**Task directions**
From the data below, give the number of lines holding the word "roof", with nothing else added.

**Annotated photo localization data**
================================

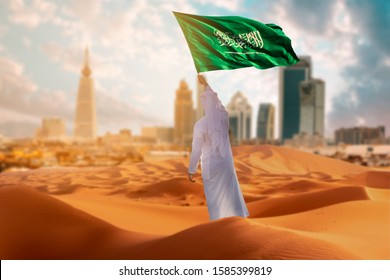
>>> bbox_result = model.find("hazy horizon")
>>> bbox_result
[0,0,389,139]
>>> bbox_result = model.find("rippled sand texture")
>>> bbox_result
[1,145,389,259]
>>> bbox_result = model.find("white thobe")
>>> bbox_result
[188,117,249,220]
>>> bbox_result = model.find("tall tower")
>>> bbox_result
[279,56,311,143]
[174,80,194,147]
[256,103,275,142]
[74,47,97,141]
[226,91,252,144]
[299,79,325,136]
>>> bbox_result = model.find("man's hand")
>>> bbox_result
[197,74,208,87]
[188,173,196,182]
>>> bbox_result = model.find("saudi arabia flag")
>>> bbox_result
[173,11,299,73]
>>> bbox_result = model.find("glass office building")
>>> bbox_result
[256,103,275,141]
[279,56,311,143]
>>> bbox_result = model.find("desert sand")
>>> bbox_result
[0,145,389,259]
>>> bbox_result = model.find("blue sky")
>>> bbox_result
[0,0,389,139]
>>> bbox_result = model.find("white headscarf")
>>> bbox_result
[200,86,229,158]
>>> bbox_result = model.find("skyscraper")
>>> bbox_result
[300,79,325,136]
[256,103,275,142]
[279,56,311,143]
[226,91,252,144]
[74,47,97,141]
[174,80,194,146]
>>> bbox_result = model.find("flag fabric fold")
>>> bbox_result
[173,11,299,73]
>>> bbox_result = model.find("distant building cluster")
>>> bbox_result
[35,118,66,141]
[2,48,389,172]
[101,129,132,145]
[173,77,259,146]
[141,127,173,144]
[335,126,385,145]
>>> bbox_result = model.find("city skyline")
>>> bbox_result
[0,0,389,139]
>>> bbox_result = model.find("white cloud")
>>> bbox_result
[0,56,73,138]
[160,0,197,14]
[8,0,57,29]
[356,116,366,126]
[0,106,40,123]
[269,0,358,68]
[0,55,72,121]
[41,42,124,80]
[132,93,152,104]
[41,42,82,73]
[65,0,102,23]
[384,56,390,67]
[144,45,191,72]
[194,0,243,12]
[331,0,359,35]
[348,90,359,108]
[22,36,31,49]
[49,0,185,70]
[0,56,36,92]
[95,88,159,135]
[0,23,9,37]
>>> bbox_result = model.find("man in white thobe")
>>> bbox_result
[188,75,249,220]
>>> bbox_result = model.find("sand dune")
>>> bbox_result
[0,186,358,260]
[248,185,369,218]
[0,145,389,259]
[340,170,390,189]
[123,217,359,260]
[125,178,206,206]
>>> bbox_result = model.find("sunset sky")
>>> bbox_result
[0,0,389,139]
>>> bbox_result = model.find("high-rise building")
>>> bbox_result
[74,47,97,141]
[299,79,325,136]
[195,76,207,121]
[256,103,275,141]
[335,126,385,145]
[279,56,311,143]
[174,80,194,146]
[226,91,252,144]
[36,118,66,141]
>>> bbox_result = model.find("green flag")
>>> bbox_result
[173,11,299,73]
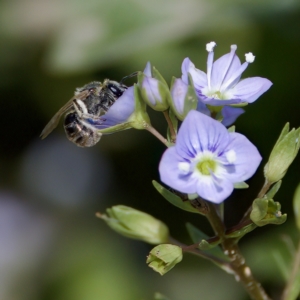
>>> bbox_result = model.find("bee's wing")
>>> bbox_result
[40,90,90,139]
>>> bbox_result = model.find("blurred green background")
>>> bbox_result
[0,0,300,299]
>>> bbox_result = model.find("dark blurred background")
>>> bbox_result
[0,0,300,299]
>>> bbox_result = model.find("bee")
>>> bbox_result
[40,73,137,147]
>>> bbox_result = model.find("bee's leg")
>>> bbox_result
[73,99,98,120]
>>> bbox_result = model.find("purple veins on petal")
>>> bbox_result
[159,110,262,203]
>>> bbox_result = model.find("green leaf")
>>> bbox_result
[265,180,282,199]
[186,223,229,261]
[152,180,200,214]
[233,182,249,189]
[152,66,169,87]
[274,123,290,148]
[293,182,300,231]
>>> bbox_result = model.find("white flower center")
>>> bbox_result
[203,88,233,100]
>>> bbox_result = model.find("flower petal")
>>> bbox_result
[94,87,135,129]
[175,110,230,159]
[198,95,243,106]
[181,58,207,89]
[196,101,211,116]
[222,132,262,182]
[196,177,234,203]
[231,77,272,103]
[221,106,245,127]
[143,61,152,77]
[142,77,162,105]
[159,147,198,194]
[211,51,242,90]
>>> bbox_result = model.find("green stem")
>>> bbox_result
[204,200,272,300]
[169,237,230,267]
[281,240,300,300]
[163,110,177,143]
[144,123,170,147]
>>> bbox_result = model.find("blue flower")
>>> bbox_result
[181,42,272,106]
[159,110,262,203]
[93,86,135,130]
[171,78,244,126]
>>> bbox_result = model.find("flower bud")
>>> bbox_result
[264,124,300,184]
[146,244,183,275]
[169,77,197,120]
[97,205,169,244]
[250,198,286,226]
[138,62,170,111]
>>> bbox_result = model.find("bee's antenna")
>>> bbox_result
[120,71,139,84]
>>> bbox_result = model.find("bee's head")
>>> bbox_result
[103,79,128,98]
[75,81,102,96]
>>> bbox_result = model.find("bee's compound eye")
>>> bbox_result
[107,83,124,97]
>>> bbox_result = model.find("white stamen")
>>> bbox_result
[226,150,236,163]
[178,162,191,175]
[231,44,237,51]
[206,41,216,52]
[245,52,255,63]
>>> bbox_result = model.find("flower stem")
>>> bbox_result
[144,123,170,147]
[281,240,300,300]
[169,236,230,267]
[163,110,177,143]
[204,200,272,300]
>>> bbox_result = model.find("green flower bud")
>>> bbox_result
[264,124,300,184]
[97,205,169,244]
[146,244,183,275]
[138,62,170,111]
[250,198,287,226]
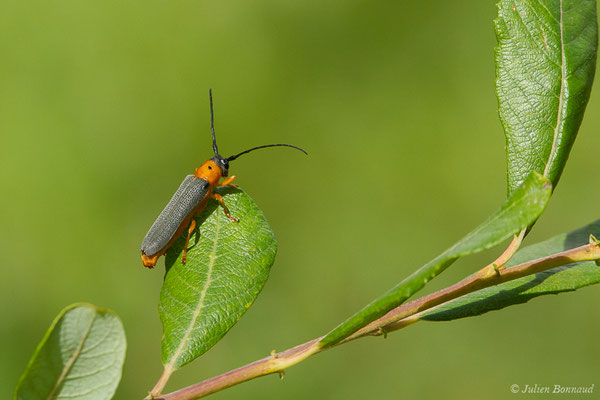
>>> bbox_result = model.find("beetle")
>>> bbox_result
[140,90,307,268]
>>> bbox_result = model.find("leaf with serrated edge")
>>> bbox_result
[14,303,126,400]
[421,220,600,321]
[159,187,277,370]
[496,0,598,195]
[320,172,552,347]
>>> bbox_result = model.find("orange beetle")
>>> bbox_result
[140,90,307,268]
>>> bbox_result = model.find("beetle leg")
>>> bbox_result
[181,219,197,264]
[219,175,238,188]
[212,193,239,222]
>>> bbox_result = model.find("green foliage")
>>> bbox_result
[7,2,600,399]
[14,304,126,400]
[159,187,277,369]
[320,172,552,347]
[495,0,598,195]
[421,220,600,321]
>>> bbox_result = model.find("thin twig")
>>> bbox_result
[155,240,600,400]
[346,240,599,340]
[156,338,322,399]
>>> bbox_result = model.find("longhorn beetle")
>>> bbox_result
[140,90,307,268]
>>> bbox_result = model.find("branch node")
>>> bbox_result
[492,263,503,275]
[378,327,388,339]
[270,350,278,359]
[278,370,286,380]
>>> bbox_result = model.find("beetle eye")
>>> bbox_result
[208,166,212,170]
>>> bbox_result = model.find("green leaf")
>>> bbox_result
[159,187,277,370]
[495,0,598,195]
[319,172,552,347]
[421,220,600,321]
[14,303,126,400]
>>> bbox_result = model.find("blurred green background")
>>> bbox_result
[1,1,599,399]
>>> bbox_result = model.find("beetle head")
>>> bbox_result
[211,155,230,177]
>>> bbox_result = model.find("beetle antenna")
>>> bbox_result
[226,144,308,162]
[209,89,219,156]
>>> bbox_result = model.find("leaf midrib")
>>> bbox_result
[46,314,96,400]
[165,212,221,369]
[544,0,566,178]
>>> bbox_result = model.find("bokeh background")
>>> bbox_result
[1,1,599,399]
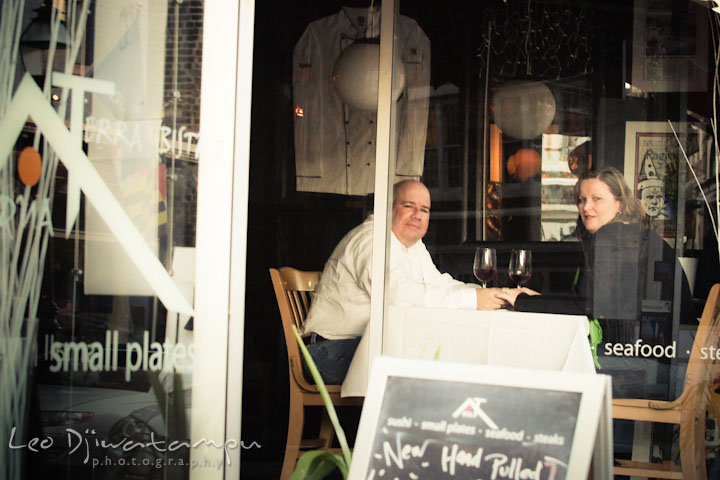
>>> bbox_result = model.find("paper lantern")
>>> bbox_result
[492,81,556,140]
[507,148,541,181]
[332,39,406,111]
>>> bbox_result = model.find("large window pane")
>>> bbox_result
[1,1,214,478]
[243,0,720,477]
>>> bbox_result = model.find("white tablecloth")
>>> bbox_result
[341,306,596,397]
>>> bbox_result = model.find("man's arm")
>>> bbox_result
[389,244,536,310]
[415,246,539,309]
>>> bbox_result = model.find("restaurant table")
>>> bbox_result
[341,305,596,397]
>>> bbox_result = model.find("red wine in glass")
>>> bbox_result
[508,249,532,288]
[474,266,498,283]
[473,247,497,288]
[509,272,532,286]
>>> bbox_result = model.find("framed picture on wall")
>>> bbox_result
[623,121,698,237]
[631,0,708,92]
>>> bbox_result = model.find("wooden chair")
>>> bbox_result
[612,284,720,479]
[269,267,363,480]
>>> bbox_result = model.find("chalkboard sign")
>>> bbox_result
[349,357,611,480]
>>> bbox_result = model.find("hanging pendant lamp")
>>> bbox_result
[492,80,556,140]
[332,38,406,111]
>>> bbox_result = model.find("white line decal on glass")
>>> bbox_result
[0,74,194,315]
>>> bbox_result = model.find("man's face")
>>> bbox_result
[391,182,431,247]
[640,186,665,218]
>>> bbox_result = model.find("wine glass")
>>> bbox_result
[473,247,497,288]
[508,249,532,288]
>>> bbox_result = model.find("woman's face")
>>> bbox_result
[577,178,622,233]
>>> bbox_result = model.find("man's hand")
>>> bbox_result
[475,288,508,310]
[476,287,539,310]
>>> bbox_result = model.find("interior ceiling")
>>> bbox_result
[255,0,713,118]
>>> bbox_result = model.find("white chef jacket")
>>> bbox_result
[292,6,431,195]
[303,215,478,339]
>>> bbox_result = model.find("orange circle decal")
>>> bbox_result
[18,147,42,186]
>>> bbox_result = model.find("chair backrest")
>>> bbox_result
[683,284,720,402]
[269,267,321,365]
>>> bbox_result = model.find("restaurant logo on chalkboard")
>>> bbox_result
[363,376,580,479]
[452,397,499,428]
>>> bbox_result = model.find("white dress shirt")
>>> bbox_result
[303,215,478,339]
[292,6,431,195]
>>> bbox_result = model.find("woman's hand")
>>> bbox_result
[496,287,540,307]
[475,287,536,310]
[476,287,540,310]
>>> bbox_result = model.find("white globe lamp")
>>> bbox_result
[492,81,556,140]
[332,39,406,111]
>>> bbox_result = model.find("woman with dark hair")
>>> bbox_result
[515,166,695,366]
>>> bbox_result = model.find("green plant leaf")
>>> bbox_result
[290,451,349,480]
[589,318,603,370]
[291,325,352,469]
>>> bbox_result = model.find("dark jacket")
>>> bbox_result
[514,220,694,344]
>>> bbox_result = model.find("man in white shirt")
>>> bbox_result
[303,180,533,383]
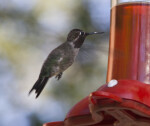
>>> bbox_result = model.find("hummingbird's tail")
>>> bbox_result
[29,77,49,98]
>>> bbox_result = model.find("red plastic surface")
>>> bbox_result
[66,96,89,118]
[44,80,150,126]
[96,80,150,108]
[43,122,64,126]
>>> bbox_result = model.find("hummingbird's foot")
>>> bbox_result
[55,72,63,80]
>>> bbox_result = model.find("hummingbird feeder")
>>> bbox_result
[44,0,150,125]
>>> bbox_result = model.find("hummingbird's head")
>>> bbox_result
[67,29,103,48]
[67,29,85,42]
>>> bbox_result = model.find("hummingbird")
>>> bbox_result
[29,29,103,98]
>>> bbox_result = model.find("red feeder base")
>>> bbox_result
[44,80,150,126]
[43,122,64,126]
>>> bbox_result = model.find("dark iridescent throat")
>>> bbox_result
[74,36,85,48]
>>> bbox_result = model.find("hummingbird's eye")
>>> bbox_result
[80,31,84,36]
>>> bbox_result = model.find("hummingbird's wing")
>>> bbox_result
[39,51,62,78]
[29,49,64,98]
[39,42,74,79]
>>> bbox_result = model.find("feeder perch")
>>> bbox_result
[44,80,150,126]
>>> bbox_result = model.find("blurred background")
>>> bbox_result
[0,0,110,126]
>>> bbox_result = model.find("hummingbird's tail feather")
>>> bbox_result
[35,77,49,98]
[29,77,49,98]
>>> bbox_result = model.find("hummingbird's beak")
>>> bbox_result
[85,32,104,36]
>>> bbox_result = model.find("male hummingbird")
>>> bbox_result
[29,29,103,98]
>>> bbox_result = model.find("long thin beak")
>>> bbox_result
[85,32,104,36]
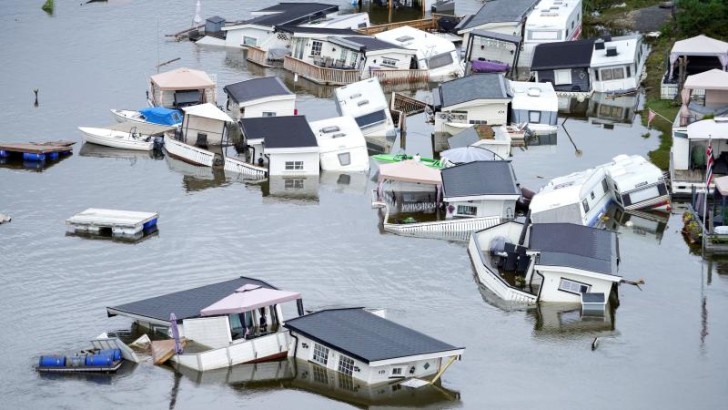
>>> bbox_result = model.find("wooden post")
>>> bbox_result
[430,356,458,384]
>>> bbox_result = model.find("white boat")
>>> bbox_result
[106,277,304,372]
[78,126,155,151]
[309,116,370,172]
[468,220,622,304]
[163,134,217,167]
[110,107,183,126]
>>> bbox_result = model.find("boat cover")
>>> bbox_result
[471,60,510,73]
[200,285,301,316]
[139,107,183,125]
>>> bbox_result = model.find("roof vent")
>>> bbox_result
[332,132,346,138]
[321,126,340,133]
[527,87,541,97]
[395,35,414,43]
[594,40,605,50]
[349,93,362,99]
[357,99,369,106]
[606,47,618,57]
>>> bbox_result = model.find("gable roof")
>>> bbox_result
[243,3,339,27]
[458,0,539,31]
[671,34,728,57]
[150,67,215,90]
[437,74,509,108]
[106,277,276,323]
[529,223,620,276]
[182,103,234,122]
[239,116,317,148]
[531,39,596,70]
[223,77,293,104]
[441,160,520,198]
[330,36,410,53]
[684,69,728,91]
[284,308,463,363]
[378,160,442,186]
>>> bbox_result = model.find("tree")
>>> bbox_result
[675,0,728,38]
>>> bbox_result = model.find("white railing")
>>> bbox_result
[224,156,267,179]
[164,135,215,167]
[384,216,505,242]
[467,234,537,304]
[177,331,291,372]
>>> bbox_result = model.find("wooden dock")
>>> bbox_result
[0,140,75,161]
[66,208,159,238]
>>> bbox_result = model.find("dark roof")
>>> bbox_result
[469,30,521,44]
[106,277,275,323]
[284,308,463,363]
[442,161,520,197]
[529,223,620,276]
[459,0,539,30]
[437,74,509,108]
[207,16,225,24]
[276,25,361,36]
[531,39,596,70]
[447,127,480,148]
[339,36,407,52]
[223,77,292,104]
[239,116,318,148]
[245,3,339,27]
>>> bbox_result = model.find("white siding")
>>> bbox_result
[183,316,231,349]
[537,269,617,303]
[268,152,320,176]
[183,116,226,145]
[242,98,296,119]
[224,27,271,48]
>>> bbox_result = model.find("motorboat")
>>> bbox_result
[111,107,183,126]
[78,126,155,151]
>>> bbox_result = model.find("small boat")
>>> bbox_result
[36,336,138,373]
[372,153,444,169]
[79,126,154,151]
[111,107,183,126]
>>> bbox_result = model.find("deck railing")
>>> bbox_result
[283,56,361,85]
[392,92,429,116]
[246,46,269,67]
[383,216,505,242]
[356,16,439,35]
[370,68,429,87]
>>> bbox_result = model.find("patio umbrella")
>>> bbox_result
[440,146,498,165]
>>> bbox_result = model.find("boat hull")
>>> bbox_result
[163,134,216,167]
[78,127,153,151]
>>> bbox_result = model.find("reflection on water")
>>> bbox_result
[319,171,369,195]
[261,175,320,203]
[163,153,229,192]
[65,226,160,244]
[529,303,617,336]
[174,358,460,409]
[587,92,641,129]
[79,142,161,164]
[600,204,669,244]
[37,360,138,385]
[0,152,73,172]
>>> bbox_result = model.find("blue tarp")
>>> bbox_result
[139,107,183,125]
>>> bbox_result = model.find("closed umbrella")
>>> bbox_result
[193,0,202,25]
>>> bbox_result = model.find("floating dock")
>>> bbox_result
[0,140,75,161]
[66,208,159,238]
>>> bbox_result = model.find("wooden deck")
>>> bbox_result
[0,140,75,154]
[283,56,360,85]
[370,68,429,87]
[246,46,272,67]
[392,93,429,116]
[355,15,457,35]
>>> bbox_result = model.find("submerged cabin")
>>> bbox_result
[520,0,583,68]
[180,103,234,147]
[106,276,305,371]
[432,74,510,134]
[531,39,595,94]
[334,77,396,139]
[309,116,369,172]
[374,26,463,82]
[223,76,296,122]
[456,0,538,47]
[589,34,648,94]
[507,80,558,134]
[463,30,521,76]
[239,116,320,176]
[285,308,465,385]
[149,67,216,108]
[441,160,520,220]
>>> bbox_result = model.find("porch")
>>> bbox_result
[283,56,361,85]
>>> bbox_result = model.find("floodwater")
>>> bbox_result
[0,1,726,409]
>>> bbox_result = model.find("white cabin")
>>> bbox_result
[106,277,305,372]
[520,0,583,68]
[334,78,396,139]
[468,220,621,304]
[180,103,234,147]
[589,34,648,94]
[529,166,612,227]
[285,308,464,385]
[432,74,510,134]
[223,76,296,122]
[441,160,520,219]
[507,80,558,135]
[309,116,369,172]
[671,118,728,196]
[239,116,320,176]
[374,26,463,82]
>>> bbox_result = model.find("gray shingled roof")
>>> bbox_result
[447,127,480,149]
[284,308,463,363]
[106,277,275,322]
[437,74,509,108]
[459,0,539,30]
[442,160,520,198]
[531,39,596,70]
[239,116,318,148]
[223,77,292,104]
[339,36,407,52]
[529,223,620,276]
[244,3,339,27]
[469,30,521,44]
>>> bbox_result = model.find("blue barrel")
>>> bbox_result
[85,354,113,367]
[0,150,8,158]
[98,349,122,361]
[143,218,157,230]
[23,152,46,161]
[39,355,66,368]
[47,152,59,160]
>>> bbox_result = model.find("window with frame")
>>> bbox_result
[626,66,632,78]
[582,198,590,213]
[312,343,329,365]
[284,178,304,189]
[381,57,398,68]
[558,278,591,295]
[391,367,403,376]
[243,36,257,47]
[457,205,477,216]
[262,111,276,117]
[338,152,351,166]
[312,364,329,384]
[601,178,609,194]
[310,40,323,56]
[600,67,625,81]
[554,69,572,85]
[528,111,541,123]
[285,161,304,171]
[426,52,454,69]
[338,355,355,376]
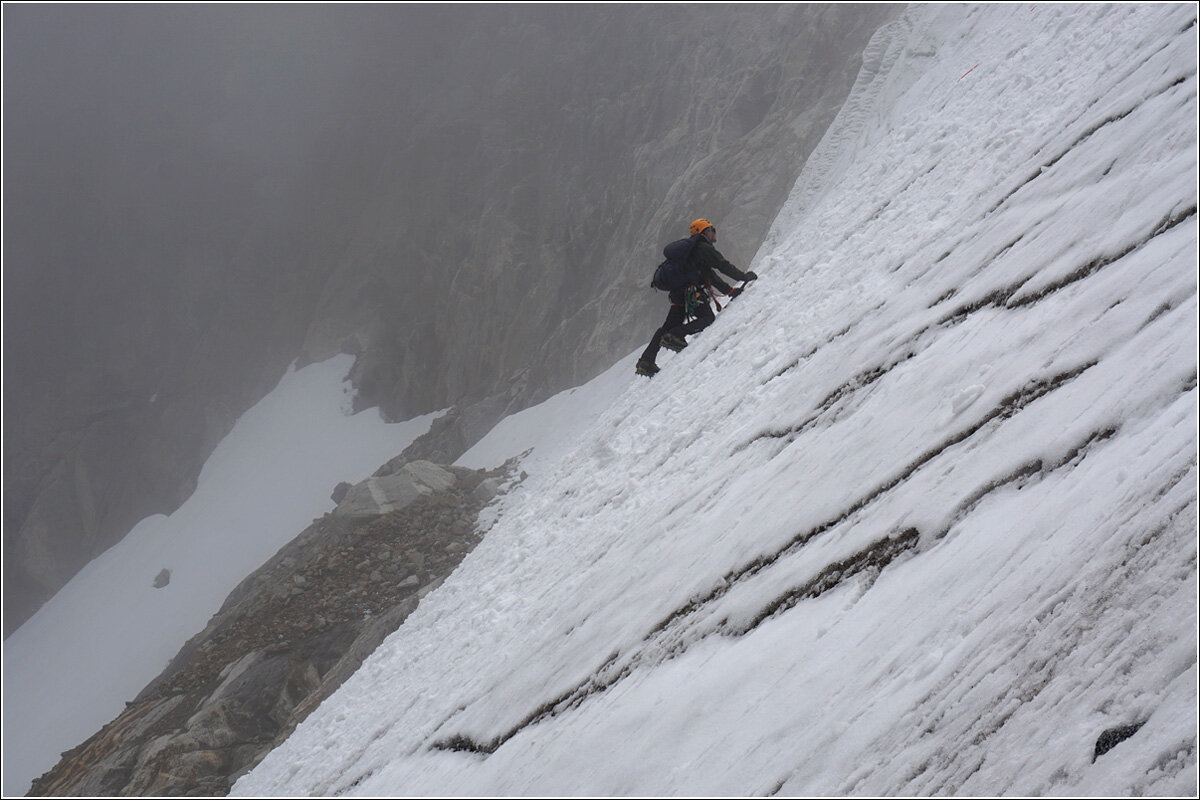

================================

**The completed task**
4